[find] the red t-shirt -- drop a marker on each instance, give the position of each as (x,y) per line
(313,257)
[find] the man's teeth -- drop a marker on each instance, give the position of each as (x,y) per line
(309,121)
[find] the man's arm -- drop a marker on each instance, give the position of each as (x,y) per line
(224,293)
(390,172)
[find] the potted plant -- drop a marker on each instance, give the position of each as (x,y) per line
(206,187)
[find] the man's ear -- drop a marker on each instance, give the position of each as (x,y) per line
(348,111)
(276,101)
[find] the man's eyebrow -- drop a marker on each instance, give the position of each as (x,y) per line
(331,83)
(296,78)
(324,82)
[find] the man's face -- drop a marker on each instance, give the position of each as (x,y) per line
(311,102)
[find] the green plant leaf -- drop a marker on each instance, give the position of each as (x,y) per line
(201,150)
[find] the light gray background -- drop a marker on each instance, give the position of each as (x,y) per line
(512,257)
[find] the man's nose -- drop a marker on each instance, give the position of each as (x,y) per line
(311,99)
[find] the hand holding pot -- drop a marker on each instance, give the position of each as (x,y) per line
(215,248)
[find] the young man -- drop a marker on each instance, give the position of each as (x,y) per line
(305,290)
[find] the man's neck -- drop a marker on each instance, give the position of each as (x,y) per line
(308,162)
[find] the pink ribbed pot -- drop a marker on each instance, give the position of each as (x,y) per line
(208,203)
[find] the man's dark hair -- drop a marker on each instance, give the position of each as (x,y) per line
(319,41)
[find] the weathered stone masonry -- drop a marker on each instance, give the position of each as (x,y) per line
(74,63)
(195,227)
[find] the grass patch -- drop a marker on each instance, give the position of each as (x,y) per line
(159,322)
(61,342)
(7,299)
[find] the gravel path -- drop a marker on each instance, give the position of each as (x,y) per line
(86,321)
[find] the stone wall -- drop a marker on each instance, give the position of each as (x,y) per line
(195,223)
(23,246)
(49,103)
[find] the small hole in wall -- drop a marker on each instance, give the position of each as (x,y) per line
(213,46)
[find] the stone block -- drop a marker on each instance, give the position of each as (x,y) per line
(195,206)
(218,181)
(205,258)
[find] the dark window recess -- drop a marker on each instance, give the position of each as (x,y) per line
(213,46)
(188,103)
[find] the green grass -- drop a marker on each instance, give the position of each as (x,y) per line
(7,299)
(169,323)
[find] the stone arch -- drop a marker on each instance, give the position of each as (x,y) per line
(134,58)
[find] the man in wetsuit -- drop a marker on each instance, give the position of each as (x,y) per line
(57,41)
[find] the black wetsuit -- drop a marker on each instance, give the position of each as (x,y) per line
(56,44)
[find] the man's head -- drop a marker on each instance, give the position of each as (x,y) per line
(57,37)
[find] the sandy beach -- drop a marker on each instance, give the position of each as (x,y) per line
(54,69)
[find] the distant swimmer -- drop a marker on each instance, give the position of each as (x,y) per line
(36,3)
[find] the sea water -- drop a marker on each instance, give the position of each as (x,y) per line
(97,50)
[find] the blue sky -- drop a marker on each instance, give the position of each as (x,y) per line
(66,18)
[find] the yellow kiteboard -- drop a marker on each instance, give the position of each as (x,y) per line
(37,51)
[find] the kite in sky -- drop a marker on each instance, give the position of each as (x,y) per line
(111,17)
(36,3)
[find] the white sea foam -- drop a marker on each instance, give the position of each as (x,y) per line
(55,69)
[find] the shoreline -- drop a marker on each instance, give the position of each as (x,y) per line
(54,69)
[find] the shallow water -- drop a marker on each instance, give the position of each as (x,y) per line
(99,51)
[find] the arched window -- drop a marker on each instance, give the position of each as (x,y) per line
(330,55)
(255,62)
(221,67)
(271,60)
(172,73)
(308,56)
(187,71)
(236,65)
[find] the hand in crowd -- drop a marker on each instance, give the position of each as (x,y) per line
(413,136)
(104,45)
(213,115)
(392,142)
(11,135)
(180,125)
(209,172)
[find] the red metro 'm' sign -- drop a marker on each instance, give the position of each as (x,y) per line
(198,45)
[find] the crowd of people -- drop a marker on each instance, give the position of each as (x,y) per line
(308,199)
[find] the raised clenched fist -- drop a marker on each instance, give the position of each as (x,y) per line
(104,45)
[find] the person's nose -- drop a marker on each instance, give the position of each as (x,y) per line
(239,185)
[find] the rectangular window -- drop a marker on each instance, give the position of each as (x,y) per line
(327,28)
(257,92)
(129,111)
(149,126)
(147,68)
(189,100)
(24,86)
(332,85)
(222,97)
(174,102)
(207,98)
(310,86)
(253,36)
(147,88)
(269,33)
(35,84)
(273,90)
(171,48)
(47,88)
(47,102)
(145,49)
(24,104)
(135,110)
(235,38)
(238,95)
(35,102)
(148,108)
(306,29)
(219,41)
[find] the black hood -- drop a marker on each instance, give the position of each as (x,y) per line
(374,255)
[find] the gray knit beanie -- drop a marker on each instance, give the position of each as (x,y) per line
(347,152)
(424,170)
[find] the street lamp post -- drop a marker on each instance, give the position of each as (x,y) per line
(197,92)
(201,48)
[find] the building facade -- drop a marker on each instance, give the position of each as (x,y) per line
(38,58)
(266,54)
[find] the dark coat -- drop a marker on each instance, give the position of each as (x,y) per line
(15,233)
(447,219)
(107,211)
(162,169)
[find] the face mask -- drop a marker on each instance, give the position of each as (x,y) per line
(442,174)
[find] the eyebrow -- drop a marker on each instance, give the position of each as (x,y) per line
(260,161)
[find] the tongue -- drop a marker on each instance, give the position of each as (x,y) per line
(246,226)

☆ ☆ ☆ ☆ ☆ ☆ ☆

▸ **Work to complete**: Rewrite the listing from the line containing "[find] the tongue" through the end of the listing, swapping "drop a marker" for "place a pin" and leaving everything else as it is.

▸ **Exercise output**:
[find] the tongue -- place a pin on each instance, give the position of each as (x,y) per line
(246,226)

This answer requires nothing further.